Dataset records:
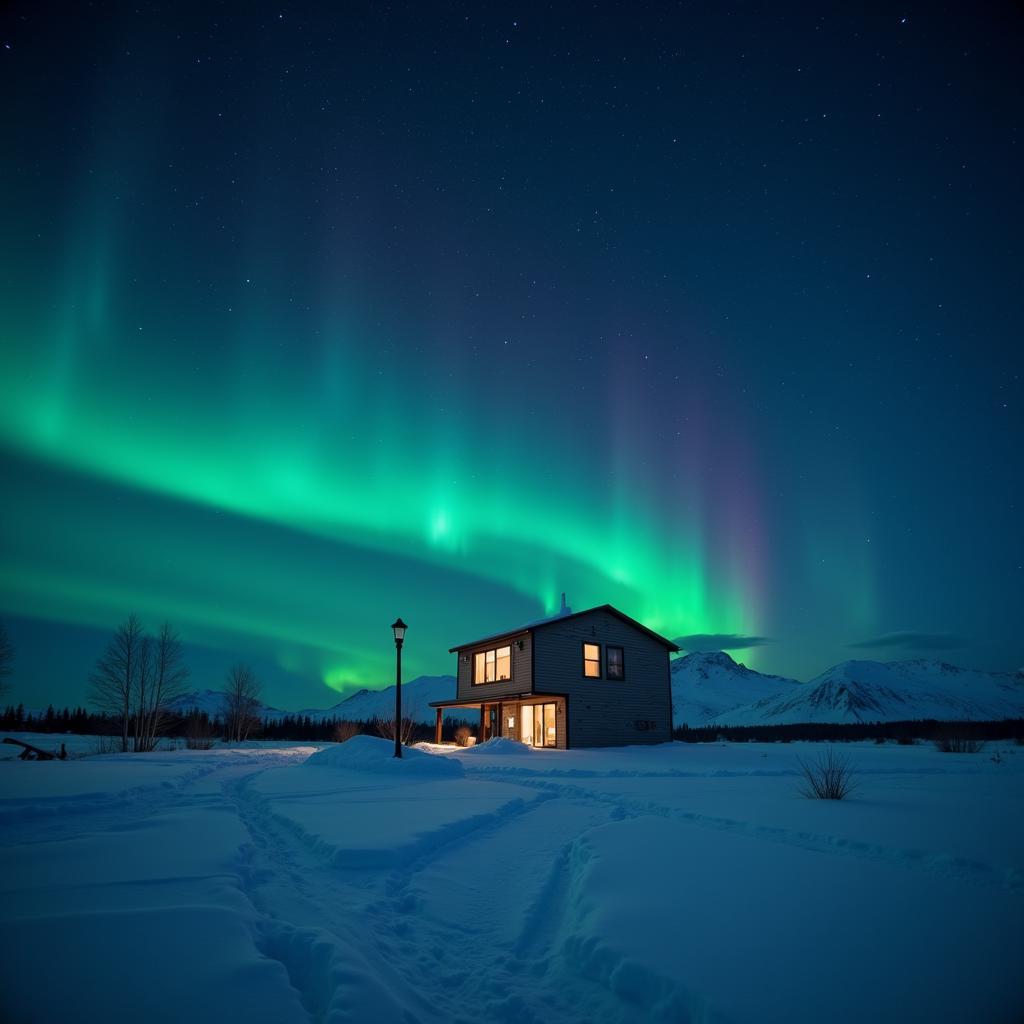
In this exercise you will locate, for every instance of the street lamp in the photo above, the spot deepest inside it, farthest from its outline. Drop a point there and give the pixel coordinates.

--

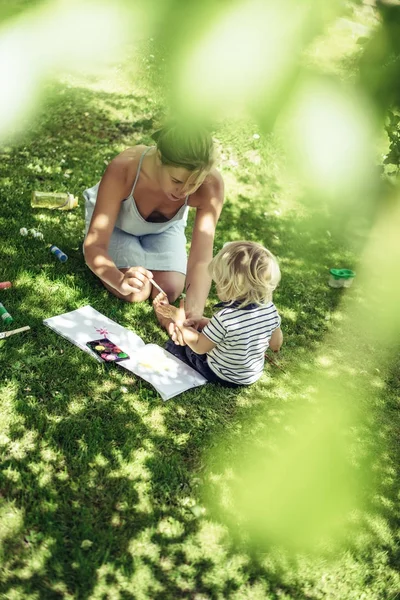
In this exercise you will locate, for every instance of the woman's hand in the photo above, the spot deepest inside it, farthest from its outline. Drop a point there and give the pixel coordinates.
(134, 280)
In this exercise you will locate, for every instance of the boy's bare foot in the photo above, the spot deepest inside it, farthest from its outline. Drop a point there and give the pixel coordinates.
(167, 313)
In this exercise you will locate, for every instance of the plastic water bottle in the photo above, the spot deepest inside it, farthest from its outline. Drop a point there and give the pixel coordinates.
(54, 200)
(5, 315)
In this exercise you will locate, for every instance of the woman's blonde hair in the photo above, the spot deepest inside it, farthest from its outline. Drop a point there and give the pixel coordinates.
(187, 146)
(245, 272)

Task statement:
Pull out every line of the entries above that contains the word "coordinates". Case counts.

Task solution:
In this exercise you will locate, for every instance of the street lamp in the photo above, the spot deepest inside it, farthest from its outline. Drop a point there and give the pixel coordinates.
In this exercise you will locate, for every instance of the woman's hand in the photo above, the spot deepest inside it, farthest from its outline. Drop a point there and give the pixel coordinates.
In this exercise you will locate, for every instance of the boy's bare foot in the photo above, the spot deepest inside it, farthest from its outline. Drop a point there and give the pixel coordinates.
In this exercise you will locate, for every instance of the plastic water bottle in the photo above, the spot deepest inside it, farthest from its outline. Drop a point there and give the pixel coordinates.
In this exercise you will locate, for every instance of the woman's blonde hair in the photo above, the spot deepest inside it, farthest from its outline. Drop a point there and give the pixel coordinates.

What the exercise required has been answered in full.